#### [What needs to be done]
Extract, word for word, the lines below from the start of the records through the line containing "[145,124,450,272]", keeping both ends. Leave the pictures out of your answer.

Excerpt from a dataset
begin

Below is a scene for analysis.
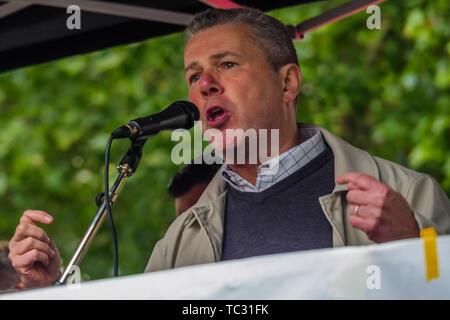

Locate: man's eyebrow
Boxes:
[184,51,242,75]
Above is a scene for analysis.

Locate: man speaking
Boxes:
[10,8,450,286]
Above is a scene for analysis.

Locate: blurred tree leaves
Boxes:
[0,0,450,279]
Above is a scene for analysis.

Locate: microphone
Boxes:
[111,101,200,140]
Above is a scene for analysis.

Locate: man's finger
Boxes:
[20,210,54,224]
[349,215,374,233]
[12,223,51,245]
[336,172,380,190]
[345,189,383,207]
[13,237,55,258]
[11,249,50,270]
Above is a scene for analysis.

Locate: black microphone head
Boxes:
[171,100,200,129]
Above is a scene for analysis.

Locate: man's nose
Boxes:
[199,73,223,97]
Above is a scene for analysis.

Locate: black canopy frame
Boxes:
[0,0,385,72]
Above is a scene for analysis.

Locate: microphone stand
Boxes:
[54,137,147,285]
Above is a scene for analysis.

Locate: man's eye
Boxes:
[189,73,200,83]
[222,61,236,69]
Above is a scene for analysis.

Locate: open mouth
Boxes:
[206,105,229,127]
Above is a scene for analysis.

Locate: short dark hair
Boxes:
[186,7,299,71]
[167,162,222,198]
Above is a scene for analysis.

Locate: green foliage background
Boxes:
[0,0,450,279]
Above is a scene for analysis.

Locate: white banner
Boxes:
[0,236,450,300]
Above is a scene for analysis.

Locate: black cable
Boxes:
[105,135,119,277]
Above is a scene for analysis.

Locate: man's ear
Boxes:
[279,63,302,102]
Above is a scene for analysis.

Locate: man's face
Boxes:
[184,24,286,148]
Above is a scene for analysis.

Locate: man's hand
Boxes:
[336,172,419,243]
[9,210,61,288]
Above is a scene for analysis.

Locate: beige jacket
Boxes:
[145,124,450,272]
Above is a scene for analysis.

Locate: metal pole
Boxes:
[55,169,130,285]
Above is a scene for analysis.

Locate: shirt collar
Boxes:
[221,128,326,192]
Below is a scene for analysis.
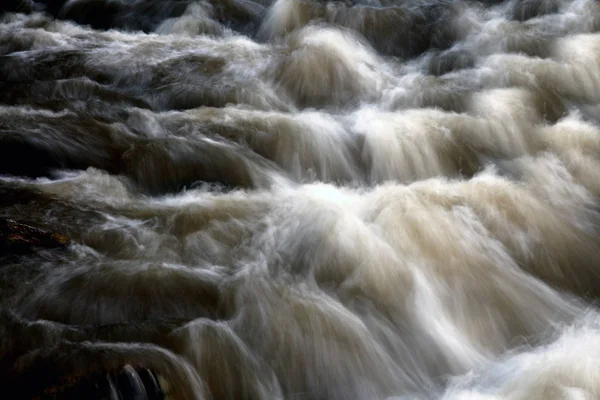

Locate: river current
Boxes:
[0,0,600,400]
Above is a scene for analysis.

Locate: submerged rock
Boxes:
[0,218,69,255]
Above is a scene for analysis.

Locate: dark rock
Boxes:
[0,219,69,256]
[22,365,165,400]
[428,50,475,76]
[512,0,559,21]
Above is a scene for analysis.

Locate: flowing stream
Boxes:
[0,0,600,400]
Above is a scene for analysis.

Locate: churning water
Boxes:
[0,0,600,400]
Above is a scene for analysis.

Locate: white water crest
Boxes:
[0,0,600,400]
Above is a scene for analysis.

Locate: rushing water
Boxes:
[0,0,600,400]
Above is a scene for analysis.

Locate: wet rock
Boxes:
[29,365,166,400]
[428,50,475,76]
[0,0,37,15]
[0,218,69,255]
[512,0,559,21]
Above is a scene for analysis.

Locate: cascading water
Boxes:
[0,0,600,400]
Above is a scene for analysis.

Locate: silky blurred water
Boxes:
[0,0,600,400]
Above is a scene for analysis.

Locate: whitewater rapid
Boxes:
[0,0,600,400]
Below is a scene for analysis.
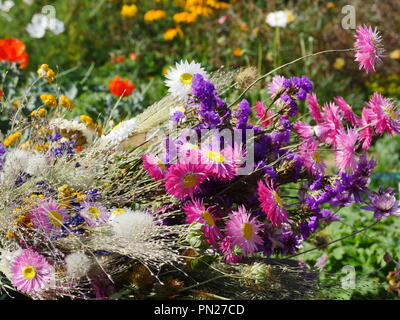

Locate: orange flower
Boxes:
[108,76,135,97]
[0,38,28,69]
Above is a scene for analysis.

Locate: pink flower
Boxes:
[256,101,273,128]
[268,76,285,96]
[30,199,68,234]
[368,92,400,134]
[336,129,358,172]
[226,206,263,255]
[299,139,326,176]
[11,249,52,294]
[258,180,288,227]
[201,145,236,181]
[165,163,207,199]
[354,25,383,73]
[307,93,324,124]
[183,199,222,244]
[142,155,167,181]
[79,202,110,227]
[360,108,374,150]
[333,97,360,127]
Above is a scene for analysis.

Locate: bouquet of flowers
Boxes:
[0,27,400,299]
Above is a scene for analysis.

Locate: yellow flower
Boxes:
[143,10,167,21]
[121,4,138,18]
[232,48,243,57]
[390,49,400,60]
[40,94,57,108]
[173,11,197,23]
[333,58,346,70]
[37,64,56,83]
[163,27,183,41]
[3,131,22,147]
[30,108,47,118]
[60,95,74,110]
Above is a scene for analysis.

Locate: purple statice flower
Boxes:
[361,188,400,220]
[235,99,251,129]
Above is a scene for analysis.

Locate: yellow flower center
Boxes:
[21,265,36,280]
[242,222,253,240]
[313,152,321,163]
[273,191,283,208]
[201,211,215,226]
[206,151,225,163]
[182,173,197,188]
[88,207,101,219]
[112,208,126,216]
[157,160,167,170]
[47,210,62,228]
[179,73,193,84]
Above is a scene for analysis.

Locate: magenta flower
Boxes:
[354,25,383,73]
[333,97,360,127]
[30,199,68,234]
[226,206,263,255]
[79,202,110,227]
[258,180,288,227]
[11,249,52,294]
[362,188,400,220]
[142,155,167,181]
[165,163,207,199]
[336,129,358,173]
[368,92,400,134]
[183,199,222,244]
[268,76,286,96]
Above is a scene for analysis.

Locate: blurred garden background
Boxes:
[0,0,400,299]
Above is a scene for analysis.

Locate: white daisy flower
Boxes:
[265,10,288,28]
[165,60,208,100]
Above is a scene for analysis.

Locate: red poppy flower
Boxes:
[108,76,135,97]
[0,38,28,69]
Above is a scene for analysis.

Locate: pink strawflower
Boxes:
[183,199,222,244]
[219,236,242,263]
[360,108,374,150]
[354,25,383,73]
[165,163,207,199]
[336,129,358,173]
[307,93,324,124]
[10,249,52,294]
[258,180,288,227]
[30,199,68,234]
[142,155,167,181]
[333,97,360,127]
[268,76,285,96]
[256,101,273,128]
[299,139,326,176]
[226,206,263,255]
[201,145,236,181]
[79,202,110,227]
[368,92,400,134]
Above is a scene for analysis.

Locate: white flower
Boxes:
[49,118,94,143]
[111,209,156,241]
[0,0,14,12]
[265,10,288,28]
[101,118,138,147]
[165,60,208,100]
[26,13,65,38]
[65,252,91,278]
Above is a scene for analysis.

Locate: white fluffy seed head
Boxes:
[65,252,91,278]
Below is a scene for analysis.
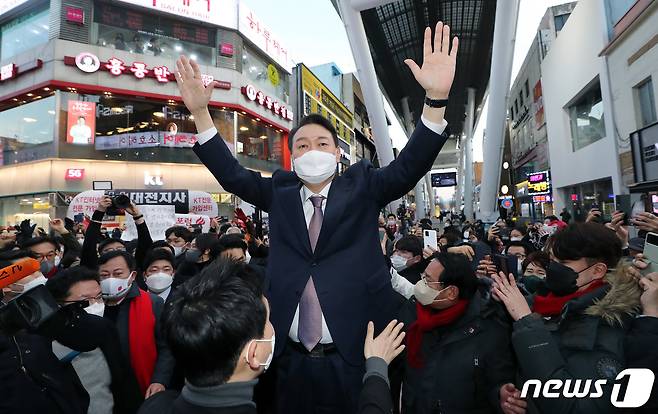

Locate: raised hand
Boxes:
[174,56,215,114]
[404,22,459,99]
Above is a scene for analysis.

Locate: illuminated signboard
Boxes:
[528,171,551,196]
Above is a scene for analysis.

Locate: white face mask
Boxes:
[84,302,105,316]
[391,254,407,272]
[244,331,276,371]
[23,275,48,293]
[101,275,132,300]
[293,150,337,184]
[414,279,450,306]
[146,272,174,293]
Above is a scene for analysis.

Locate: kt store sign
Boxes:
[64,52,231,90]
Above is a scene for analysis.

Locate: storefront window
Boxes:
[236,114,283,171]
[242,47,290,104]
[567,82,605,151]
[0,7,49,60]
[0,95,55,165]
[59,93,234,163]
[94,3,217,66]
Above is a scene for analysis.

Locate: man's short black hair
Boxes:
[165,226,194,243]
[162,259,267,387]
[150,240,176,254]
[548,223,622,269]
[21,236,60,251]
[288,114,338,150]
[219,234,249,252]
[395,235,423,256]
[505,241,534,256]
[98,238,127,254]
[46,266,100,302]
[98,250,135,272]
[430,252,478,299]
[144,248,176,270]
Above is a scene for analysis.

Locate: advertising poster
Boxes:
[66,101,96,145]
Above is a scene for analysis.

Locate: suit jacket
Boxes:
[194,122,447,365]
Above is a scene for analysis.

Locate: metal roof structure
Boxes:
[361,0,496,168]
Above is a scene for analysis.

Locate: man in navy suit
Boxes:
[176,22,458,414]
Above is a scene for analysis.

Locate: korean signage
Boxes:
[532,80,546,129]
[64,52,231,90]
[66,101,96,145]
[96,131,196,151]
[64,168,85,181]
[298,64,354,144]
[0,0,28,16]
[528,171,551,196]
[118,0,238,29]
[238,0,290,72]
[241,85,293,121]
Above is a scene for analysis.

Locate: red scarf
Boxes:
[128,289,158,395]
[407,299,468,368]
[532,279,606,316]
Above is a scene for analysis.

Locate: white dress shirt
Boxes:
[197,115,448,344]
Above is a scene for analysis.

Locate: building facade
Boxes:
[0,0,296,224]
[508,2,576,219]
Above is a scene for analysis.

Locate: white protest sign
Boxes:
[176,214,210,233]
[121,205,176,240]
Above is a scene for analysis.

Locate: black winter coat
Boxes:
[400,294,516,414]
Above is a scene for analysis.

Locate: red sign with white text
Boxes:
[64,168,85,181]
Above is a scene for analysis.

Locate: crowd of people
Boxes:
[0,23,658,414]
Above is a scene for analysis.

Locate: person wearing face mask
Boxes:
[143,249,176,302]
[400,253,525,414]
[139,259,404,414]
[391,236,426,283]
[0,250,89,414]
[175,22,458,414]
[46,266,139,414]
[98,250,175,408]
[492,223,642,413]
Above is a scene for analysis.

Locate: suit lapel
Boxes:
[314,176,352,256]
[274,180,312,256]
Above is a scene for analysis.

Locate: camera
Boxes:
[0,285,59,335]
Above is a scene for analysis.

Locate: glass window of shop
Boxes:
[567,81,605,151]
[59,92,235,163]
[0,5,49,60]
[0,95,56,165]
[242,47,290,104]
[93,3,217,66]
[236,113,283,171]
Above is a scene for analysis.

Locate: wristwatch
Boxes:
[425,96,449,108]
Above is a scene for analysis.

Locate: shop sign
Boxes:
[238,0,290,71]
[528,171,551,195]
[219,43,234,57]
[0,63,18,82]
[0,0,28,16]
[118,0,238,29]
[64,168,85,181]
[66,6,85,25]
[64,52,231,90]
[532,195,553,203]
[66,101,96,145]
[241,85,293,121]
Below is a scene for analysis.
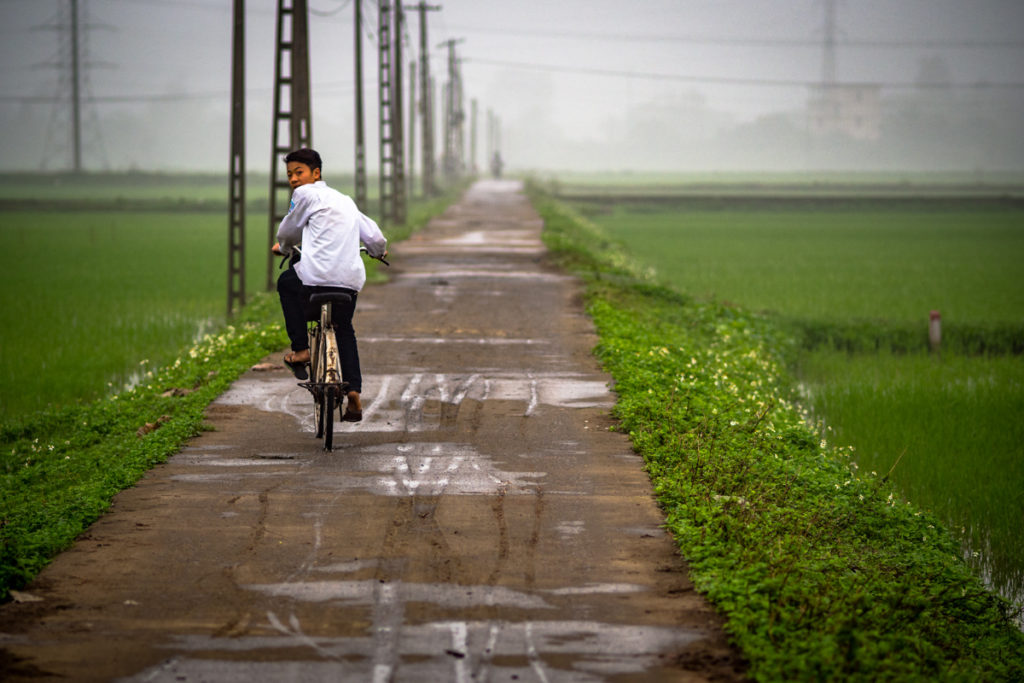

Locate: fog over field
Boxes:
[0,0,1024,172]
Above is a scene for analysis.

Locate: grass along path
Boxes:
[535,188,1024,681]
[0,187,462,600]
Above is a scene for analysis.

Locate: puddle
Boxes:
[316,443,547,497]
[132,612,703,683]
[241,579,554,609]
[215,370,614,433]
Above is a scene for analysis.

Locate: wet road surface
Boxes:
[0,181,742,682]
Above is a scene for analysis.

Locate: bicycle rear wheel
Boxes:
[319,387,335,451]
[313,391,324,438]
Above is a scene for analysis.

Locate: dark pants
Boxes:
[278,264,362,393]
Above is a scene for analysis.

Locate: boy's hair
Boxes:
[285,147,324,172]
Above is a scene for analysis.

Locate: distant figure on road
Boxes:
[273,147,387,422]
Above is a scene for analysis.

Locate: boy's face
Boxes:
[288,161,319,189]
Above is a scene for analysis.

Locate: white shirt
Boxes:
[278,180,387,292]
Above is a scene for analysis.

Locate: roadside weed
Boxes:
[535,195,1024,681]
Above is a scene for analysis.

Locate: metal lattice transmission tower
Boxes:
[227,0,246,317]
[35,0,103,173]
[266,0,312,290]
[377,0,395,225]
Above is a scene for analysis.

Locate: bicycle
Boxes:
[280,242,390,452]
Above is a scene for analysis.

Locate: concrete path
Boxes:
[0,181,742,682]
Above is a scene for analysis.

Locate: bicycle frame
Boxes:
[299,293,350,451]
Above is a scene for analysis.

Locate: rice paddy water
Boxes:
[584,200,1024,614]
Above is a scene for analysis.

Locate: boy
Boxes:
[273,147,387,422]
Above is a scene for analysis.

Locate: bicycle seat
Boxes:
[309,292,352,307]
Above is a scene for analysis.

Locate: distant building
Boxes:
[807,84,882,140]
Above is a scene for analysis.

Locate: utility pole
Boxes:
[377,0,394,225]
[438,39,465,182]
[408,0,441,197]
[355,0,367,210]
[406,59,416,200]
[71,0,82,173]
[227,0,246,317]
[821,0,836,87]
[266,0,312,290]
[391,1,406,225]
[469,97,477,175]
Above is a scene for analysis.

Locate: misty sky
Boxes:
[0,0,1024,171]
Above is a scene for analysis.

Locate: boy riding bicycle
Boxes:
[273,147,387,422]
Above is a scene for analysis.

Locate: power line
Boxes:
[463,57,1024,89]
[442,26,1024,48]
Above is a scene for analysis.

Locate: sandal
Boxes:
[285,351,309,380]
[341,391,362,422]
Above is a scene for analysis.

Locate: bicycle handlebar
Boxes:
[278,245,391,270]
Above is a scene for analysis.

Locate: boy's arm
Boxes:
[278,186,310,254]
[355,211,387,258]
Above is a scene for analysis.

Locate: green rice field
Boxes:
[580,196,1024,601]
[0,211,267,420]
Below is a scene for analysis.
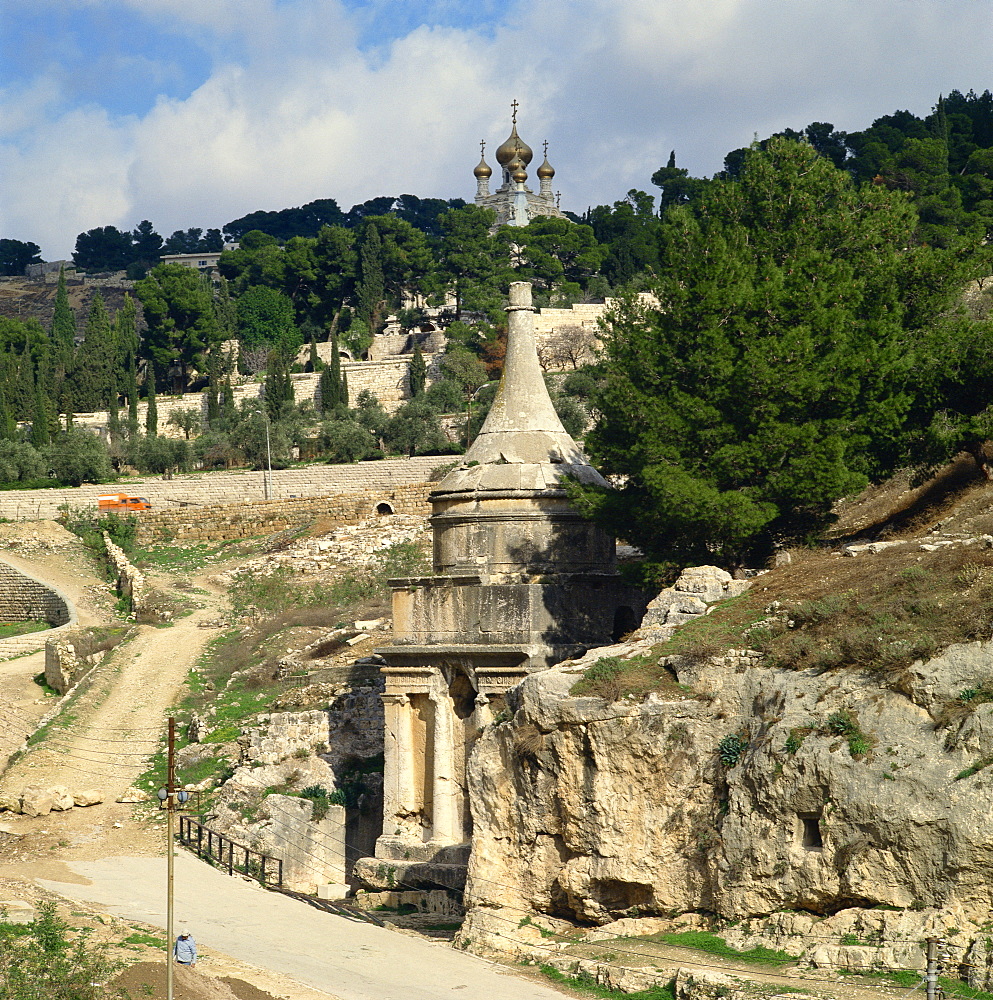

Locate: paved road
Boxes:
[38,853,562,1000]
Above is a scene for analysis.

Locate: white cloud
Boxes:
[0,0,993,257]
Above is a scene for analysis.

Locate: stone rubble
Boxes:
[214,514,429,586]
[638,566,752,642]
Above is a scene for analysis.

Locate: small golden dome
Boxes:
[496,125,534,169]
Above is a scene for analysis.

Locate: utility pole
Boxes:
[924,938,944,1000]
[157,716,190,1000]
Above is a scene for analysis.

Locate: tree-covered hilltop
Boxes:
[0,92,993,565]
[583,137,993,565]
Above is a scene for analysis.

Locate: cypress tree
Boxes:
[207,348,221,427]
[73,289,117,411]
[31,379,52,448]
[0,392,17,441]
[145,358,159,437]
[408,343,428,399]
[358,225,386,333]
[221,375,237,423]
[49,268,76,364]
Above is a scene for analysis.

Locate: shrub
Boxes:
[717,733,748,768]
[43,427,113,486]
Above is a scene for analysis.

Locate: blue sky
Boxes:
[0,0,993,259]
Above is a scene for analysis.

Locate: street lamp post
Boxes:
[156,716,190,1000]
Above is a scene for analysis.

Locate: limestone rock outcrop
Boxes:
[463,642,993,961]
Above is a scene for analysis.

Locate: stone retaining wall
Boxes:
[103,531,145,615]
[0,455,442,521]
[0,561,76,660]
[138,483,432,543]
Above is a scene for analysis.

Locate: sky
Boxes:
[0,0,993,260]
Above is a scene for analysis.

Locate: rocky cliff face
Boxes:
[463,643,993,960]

end

#### [Answer for the task]
Below is a scene for analysis.

Locate: man's eyebrow
Boxes:
[184,51,242,75]
Above is a scene for analysis.

Locate: man speaking
Boxes:
[10,8,450,286]
Above is a scene for analysis.

Locate: blurred tree leaves
Boxes:
[0,0,450,279]
Above is a scene for analysis.

Locate: microphone
Boxes:
[111,101,200,140]
Above is a scene for analysis.

Locate: man's finger
Boxes:
[20,210,54,224]
[349,215,374,233]
[12,223,51,245]
[336,172,380,190]
[345,189,383,207]
[13,237,55,258]
[11,249,50,270]
Above is a scene for analysis.

Locate: black microphone head
Boxes:
[171,100,200,129]
Above is a scene for analysis.

Locate: man's nose
Boxes:
[199,73,223,97]
Above is a scene for analysis.

Locate: black canopy frame
Boxes:
[0,0,385,72]
Above is a scene for analysis.

Locate: microphone stand
Boxes:
[54,137,147,285]
Above is a scene for analysis.

Locate: man's eye
Boxes:
[189,73,200,83]
[222,61,236,69]
Above is a scene for analysis.

Locate: open mouth
Boxes:
[206,105,229,127]
Above is a scene for analysis.

Locate: short dark hair
Boxes:
[186,7,299,71]
[167,162,222,198]
Above is a scene for analysis.

Locate: green foliage background
Boxes:
[0,0,450,279]
Above is a scene for analysis.

Locate: white banner
Boxes:
[0,236,450,300]
Above is a scene for analysis.

Locate: black cable
Boxes:
[105,135,119,277]
Above is a scene for analysis.

Locate: man's ear
Boxes:
[279,63,302,102]
Above is a scene for analysis.

Locate: man's face
Boxes:
[184,24,286,148]
Above is a scene for analysis.

Locate: man's hand
Boxes:
[336,172,419,243]
[9,210,61,288]
Above is a scene for analysis.

Locate: beige jacket
Boxes:
[145,124,450,272]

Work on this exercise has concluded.